POLECENIE
Przepisz bez żadnych zmian część wierszy od tego, który zawiera „Trace the outline of every instance of the empty”, aż do ostatniego wiersza, wliczając oba krańce.

[Wiersze z obrysami regionów]
────────────────

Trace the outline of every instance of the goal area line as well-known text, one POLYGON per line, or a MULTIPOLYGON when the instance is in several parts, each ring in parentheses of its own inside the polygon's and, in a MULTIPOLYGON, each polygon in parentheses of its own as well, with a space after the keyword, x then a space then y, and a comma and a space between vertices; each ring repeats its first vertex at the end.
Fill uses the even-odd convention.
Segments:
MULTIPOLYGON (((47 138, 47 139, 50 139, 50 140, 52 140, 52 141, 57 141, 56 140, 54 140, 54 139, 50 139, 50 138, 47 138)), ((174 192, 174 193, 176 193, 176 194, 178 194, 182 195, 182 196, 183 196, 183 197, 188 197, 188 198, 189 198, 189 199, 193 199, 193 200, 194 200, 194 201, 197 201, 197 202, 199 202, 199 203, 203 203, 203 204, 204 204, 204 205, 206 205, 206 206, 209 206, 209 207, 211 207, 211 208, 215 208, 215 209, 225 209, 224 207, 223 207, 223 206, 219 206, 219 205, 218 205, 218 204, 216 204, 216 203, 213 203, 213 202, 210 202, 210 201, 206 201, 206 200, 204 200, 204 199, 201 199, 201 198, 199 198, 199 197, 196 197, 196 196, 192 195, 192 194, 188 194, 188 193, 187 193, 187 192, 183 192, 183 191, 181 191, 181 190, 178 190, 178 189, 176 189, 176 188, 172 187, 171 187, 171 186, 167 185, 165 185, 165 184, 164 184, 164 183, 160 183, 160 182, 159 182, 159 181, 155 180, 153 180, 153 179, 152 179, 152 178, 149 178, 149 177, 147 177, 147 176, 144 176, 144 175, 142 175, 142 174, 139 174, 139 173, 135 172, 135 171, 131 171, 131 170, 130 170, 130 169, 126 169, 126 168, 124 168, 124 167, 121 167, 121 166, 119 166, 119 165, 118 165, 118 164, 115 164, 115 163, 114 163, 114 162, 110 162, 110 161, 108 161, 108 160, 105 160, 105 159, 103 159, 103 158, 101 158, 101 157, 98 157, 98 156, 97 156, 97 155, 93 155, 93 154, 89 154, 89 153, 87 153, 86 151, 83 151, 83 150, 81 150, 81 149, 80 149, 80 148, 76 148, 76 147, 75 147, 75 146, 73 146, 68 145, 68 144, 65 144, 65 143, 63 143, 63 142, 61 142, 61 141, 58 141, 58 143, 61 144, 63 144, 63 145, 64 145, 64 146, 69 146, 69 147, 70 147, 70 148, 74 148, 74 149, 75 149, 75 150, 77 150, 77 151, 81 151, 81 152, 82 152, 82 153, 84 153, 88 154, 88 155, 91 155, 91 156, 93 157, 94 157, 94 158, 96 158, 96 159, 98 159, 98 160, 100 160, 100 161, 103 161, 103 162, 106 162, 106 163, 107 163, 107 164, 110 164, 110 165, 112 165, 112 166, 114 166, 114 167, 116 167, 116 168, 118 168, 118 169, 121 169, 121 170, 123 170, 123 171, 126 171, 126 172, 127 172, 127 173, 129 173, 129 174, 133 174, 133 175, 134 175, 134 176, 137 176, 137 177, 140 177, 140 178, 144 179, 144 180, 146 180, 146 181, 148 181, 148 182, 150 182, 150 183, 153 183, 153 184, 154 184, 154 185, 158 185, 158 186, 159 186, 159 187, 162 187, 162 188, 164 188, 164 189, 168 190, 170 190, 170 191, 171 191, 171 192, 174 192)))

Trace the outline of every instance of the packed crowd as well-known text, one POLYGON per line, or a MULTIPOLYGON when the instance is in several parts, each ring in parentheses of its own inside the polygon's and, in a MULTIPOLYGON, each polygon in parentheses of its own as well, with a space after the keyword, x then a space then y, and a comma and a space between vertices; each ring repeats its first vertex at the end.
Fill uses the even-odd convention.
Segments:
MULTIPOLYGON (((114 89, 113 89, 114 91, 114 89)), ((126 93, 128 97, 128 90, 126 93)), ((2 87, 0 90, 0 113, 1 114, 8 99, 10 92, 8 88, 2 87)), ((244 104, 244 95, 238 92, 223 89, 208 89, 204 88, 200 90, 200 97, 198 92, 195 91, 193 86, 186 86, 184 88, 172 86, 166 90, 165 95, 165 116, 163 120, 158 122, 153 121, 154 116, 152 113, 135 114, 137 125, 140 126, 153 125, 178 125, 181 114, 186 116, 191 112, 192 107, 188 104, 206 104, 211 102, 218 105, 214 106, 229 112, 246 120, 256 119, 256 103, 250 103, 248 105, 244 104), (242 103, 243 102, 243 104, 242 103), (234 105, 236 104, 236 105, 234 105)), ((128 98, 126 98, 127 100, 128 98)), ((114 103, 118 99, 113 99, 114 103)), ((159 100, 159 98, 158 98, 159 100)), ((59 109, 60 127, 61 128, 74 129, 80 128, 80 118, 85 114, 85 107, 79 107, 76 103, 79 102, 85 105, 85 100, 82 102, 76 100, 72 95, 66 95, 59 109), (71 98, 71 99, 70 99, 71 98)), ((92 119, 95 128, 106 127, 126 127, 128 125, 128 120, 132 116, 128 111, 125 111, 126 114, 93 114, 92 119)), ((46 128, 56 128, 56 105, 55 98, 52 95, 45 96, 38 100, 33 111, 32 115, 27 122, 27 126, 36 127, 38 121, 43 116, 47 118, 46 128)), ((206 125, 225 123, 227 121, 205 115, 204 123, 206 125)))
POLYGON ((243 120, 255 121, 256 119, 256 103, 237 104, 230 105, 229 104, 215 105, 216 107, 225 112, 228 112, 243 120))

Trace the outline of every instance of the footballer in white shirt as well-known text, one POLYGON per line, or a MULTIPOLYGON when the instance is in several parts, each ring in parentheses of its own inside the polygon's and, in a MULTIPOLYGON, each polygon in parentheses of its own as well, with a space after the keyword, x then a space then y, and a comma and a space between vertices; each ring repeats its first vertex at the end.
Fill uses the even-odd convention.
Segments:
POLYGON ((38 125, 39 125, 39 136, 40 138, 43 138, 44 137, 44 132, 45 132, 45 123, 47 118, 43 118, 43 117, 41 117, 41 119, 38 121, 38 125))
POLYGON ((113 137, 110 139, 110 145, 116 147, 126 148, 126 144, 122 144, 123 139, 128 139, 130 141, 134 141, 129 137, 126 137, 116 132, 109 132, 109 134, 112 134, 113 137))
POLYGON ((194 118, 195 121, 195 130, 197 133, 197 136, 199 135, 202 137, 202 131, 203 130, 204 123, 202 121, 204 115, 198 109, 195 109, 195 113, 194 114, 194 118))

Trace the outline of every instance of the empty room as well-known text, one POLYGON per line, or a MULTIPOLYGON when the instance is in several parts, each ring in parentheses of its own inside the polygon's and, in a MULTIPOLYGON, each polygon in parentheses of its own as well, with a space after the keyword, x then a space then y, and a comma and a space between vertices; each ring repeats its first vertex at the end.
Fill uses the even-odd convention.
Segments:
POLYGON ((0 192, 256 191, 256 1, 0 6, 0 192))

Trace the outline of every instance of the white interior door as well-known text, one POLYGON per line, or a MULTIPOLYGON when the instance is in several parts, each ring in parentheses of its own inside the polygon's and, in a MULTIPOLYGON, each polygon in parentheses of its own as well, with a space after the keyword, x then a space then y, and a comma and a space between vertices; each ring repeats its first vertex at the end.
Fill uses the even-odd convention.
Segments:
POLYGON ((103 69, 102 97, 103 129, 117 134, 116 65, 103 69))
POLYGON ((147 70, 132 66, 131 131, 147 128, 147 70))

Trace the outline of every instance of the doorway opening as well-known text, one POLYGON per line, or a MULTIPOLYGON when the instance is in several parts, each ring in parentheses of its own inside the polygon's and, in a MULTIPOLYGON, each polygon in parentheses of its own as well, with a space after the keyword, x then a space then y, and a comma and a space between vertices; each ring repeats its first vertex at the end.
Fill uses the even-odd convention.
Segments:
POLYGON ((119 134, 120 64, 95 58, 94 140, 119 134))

────────────────

ODPOWIEDŹ
Trace the outline of every instance of the empty room as well-known text, one POLYGON per line, or a MULTIPOLYGON when the instance is in several parts, each ring in parentheses of its own inside the polygon's and, in a MULTIPOLYGON, each polygon in parentheses of its own as well, with a space after the keyword, x then a space then y, and a comma and a space between vertices; each ring repeats its first vertex at the end.
Fill uses the even-odd convention.
Segments:
POLYGON ((0 192, 256 191, 256 1, 0 6, 0 192))

Trace the outline of every instance of the white interior door as well-known text, one POLYGON per line, or a MULTIPOLYGON when the instance is in several parts, each ring in parentheses of its own inside the polygon's and, in a MULTIPOLYGON, each polygon in parentheses of its own as well, with a space after the keyword, x then a space then y, and a comma and a space between vertices; each ring repeats its first vertex at the end.
Fill uses the even-odd convention.
Segments:
POLYGON ((103 69, 102 97, 103 129, 117 134, 116 65, 103 69))
POLYGON ((147 70, 132 66, 131 131, 147 128, 147 70))

Trace the outline of every instance of the doorway opening as well-known text, one POLYGON per line, or a MULTIPOLYGON when the instance is in several parts, each ring in parentheses of its own inside the polygon's and, in a MULTIPOLYGON, each polygon in parentheses of its own as well, with a space after the keyword, x then a space then y, and a comma and a space between vertices; each ring repeats its first vertex at the end.
Fill uses the even-odd convention.
Segments:
POLYGON ((119 134, 120 64, 95 58, 94 140, 119 134))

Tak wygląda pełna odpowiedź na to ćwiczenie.